#### [Your tasks]
(a) In the notes on Greek words, repeat the passage between "Notes on verses" and "note XVI above.", inclusive.
(b) Write the next part of the notes on Greek words, starting right after their last sentence.
[START OF Text to read]
LXII “secret” = musterion. From mustes (an initiate); from mueo (to initiate someone into the secrets or mysteries of an order; to instruct learn, be disciples; properly, shutting your mouth and eyes to experience mystery); from muo (shutting eyes or mouth). This is a mystery or a secret doctrine that requires initiation to learn. In the New Testament, the plans of God were hidden until they were revealed in Christ through the Gospel. It is also used of Christian revelation in a broad sense rather than referring to something that cannot be known. This is the root of the word “mystery.”
LXIII “kingdom” = basileia. Related to “got” in v1 & “grew up” in v7. From basileus (king, emperor, sovereign); probably from basis (step, hence foot; a pace); from baino (see note VI above). This is kingdom, rule, authority, sovereignty, royalty, a realm.
LXIV “God” = Theos. From Proto-Indo-European origins, meaning do, put, place. This is God or a god in general.
LXV “everything” = pas. Same as “whole” in v1. See note IX above.
LXVI “comes” = ginomai. Same as {untranslated} in v4. See note XX above.

12 in order that

‘they may indeed look,LXVII but not perceive,LXVIII
    and may indeed listen,LXIX but not understand;LXX
so that they may not turnLXXI again and be forgiven.’”LXXII

Notes on verse 12

LXVII “look” = blepo + blepo. Literally, “seeing, they might see.” This is literally to see – it is primarily used in the physical sense. However, figuratively it can be seeing, which includes attention and so to watchfulness, being observant, perceiving, and acting on the visual information. It can also mean beware.
LXVIII “perceive” = horao. To see, perceive, attend to, look upon, experience. Properly, to stare at and so implying clear discernment. This, by extension, would indicate attending to what was seen and learned. This is to see, often with a metaphorical sense. Can include inward spiritual seeing.
LXIX “listen” = akouo + akouo. Literally, “hearing, they might hear.” Same as “listen” in v3. See note XV above.
LXX “understand” = suniemi. From sun (with, together with) + hiemi (to send, put). This is to put together – used figuratively to mean understand, consider, gain insight. It is bringing together facts or notions and synthesizing them into a whole. It is making a summary to arrive at a final conclusion that includes how to apply the insight to life. It can also imply acting piously or being wise.
LXXI “turn” = epistrepho. From epi (on, upon, among, what is fitting) + strepho (to turn, change, turn back, be converted; to turn around completely to take the opposite path or a completely different one); {from trope (turning, shifting, a revolution; figuratively, a variation); from trepo (to turn)}. This is to turn, return, or come again. It can also mean to revert. It is turning in a literal or figurative sense – also a moral turning.
LXXII “be forgiven” = aphiemi. Related to “understand” in v12. From apo (from, away from) + hiemi (see note LXX above). This is send away, release, permit, forgive, allow to depart, discharge, or send forth.

13 And he saidLXXIII to them, “Do you not understandLXXIV this parable? Then how will you understandLXXV allLXXVI the parables? 14 The sower sows the word.LXXVII 

Notes on verses 13-14

LXXIII “said” = lego. This is to say or tell.
LXXIV “understand” = eido. Related to {untranslated} in v3 & “rocky ground” in v5. See note XVI above.
[END OF Text to read]
[START OF Excerpted records]
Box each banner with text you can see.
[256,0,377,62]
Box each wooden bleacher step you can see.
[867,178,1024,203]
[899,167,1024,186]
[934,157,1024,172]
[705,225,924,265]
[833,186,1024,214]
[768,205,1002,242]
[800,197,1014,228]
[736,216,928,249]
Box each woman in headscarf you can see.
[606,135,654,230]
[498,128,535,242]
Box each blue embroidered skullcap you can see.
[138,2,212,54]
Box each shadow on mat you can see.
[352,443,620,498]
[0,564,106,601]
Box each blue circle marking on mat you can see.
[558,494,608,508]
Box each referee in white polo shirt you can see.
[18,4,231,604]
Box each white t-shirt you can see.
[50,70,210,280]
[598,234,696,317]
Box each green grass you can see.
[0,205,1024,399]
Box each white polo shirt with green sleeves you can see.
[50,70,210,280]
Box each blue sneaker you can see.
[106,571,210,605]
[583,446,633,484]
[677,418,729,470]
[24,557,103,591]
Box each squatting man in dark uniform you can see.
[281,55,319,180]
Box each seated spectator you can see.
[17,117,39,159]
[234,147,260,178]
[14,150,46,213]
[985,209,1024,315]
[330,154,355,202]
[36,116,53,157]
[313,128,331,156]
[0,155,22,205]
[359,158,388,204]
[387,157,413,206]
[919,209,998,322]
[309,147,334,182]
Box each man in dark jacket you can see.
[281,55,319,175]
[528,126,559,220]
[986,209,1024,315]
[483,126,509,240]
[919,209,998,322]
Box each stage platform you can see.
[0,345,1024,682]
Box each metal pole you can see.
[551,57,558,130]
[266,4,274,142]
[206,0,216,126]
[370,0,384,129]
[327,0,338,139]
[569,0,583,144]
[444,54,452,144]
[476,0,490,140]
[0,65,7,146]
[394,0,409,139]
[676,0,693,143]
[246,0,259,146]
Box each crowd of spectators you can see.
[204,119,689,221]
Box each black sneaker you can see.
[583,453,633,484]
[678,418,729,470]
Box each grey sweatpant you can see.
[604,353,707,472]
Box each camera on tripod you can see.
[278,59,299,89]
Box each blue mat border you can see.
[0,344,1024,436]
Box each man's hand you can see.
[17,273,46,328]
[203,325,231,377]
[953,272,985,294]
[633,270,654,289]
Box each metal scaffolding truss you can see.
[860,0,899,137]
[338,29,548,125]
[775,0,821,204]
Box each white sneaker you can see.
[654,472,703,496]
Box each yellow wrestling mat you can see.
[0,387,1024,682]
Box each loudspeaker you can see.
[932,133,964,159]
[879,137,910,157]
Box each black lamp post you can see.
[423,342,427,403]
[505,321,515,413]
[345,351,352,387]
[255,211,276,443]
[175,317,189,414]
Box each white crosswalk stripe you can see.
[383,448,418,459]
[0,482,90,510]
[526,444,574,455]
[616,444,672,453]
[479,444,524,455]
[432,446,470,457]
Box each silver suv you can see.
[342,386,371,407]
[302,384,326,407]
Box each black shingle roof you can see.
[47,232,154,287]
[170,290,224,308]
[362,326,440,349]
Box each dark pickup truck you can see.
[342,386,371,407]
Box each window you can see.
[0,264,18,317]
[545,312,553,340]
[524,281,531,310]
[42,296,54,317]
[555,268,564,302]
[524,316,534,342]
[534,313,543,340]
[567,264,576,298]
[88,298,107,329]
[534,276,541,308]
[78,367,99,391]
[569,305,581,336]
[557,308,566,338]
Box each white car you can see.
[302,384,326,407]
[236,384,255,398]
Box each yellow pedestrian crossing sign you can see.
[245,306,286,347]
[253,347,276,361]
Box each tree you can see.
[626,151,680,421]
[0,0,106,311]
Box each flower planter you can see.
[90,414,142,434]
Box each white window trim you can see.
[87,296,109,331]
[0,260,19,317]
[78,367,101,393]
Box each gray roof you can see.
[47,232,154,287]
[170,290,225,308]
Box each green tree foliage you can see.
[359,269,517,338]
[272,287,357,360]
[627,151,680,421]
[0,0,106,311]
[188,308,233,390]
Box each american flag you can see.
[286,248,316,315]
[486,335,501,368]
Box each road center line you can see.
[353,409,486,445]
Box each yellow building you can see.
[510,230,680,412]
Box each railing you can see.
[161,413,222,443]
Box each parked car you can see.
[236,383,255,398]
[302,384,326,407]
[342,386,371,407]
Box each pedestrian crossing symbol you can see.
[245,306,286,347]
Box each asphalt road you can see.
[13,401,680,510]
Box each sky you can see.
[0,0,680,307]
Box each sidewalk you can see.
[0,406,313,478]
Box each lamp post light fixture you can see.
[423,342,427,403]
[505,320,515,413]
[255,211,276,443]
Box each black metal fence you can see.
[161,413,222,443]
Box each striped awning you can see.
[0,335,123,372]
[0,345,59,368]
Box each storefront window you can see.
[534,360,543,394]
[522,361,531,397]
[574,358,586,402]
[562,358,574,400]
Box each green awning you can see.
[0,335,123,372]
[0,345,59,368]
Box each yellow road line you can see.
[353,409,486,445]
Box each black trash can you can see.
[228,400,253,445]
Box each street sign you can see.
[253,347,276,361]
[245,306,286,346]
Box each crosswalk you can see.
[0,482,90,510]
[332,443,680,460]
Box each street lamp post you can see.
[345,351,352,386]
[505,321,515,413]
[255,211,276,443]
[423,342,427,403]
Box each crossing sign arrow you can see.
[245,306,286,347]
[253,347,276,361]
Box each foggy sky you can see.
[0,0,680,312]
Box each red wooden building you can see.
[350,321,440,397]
[END OF Excerpted records]
#### [Outputs in order]
(a)
Notes on verses 13-14

LXXIII “said” = lego. This is to say or tell.
LXXIV “understand” = eido. Related to {untranslated} in v3 & “rocky ground” in v5. See note XVI above.

(b)
LXXV “understand” = ginosko. This is to know, recognize, realize, perceive, learn. It is knowledge gained through personal experience.
LXXVI “all” = pas. Same as “whole” in v1. See note IX above.
LXXVII “word” = logos. Related to “said” in v13. From lego (see note LXXIII above). This is word, statement, speech, analogy. It is a word that carries an idea or expresses a thought, a saying. It could refer to a person with a message or reasoning laid out in words. By implication, this could be a topic, line of reasoning, or a motive. It can be used for a divine utterance or as Word – Christ.

15 These are the ones on the path where the word is sown: when they hear, SatanLXXVIII immediatelyLXXIX comes and takes awayLXXX the word that is sown in them. 

Notes on verse 15

LXXVIII “Satan” = Satanas. From Hebrew satan (adversary, Satan); from satan (to be an adversary, attack, accuse, resist). This is Satan, the adversary, or an adversary.
LXXIX “immediately” = eutheos. Sam as “quickly” in v5. See note XXXII above.
LXXX “takes away” = airo. This is to lift up in a literal or figurative sense. So, it could mean to lift, carry, or raise. It could also imply lifting something in order to take it away or remove it. Figuratively, this can be used for raising the voice or level of suspense. It can mean sailing off as raising the anchor. It can also correspond to a Hebrew expression for atonement of sin (lift/remove sin).

16 And these are the ones sown on rocky ground: when they hear the word, they immediately receiveLXXXI it with joy.LXXXII 17 But they have no root, and endureLXXXIII only for a while;LXXXIV

Notes on verses 16-17a

LXXXI “receive” = lambano. It does not refer to passive receiving of something, but active acceptance or taking of something whether it is offered or simply nearby. It focuses on individual decision and action.
LXXXII “joy” = chara. From chairo (to rejoice, be glad or cheerful; a greeting); from char– (to extend favor, lean towards, be inclined to be favorable towards). This is joy, delight, gladness. Can be understood as the feeling you get when you are aware of grace.
LXXXIII “endure” = eimi. Same as “was” in v1. See note X above.
LXXXIV “only for awhile” = proskairos. 4x in NT. From pros (at, to, toward, with, among) + kairos (season, opportunity, occasion; spiritually significant time – the right time or appointed time). This is for a season, fleeting, temporary, or something that only lasts for a short time.

then, when troubleLXXXV or persecutionLXXXVI arisesLXXXVII on account of the word, immediately they fall away.LXXXVIII 

Notes on verse 17b

LXXXV “trouble” = thlipsis. From thlibo (to press in on and make narrow, rub together, constrict; figuratively to oppress or afflict). This is pressure that hems us in – used often of internal pressure that makes us feel like we have no other options and are confined or restricted. So, this is persecution, affliction, trouble, distress, and anguish. There is a different word, stenoxoria, that refers to external pressure that we feel from what’s going on.
LXXXVI “persecution” = diogmos. 10x in NT. From dioko to chase after, put to flight; by implication, to persecute or to purse like a hunter after its prey; this can be earnestly pursue or zealously persecute) {related to dio (put to flight). This is chase, pursuit, or persecution. It is hunting someone like an animal.
LXXXVII “arises” = ginomai. Same as {untranslated} in v4. See note XX above.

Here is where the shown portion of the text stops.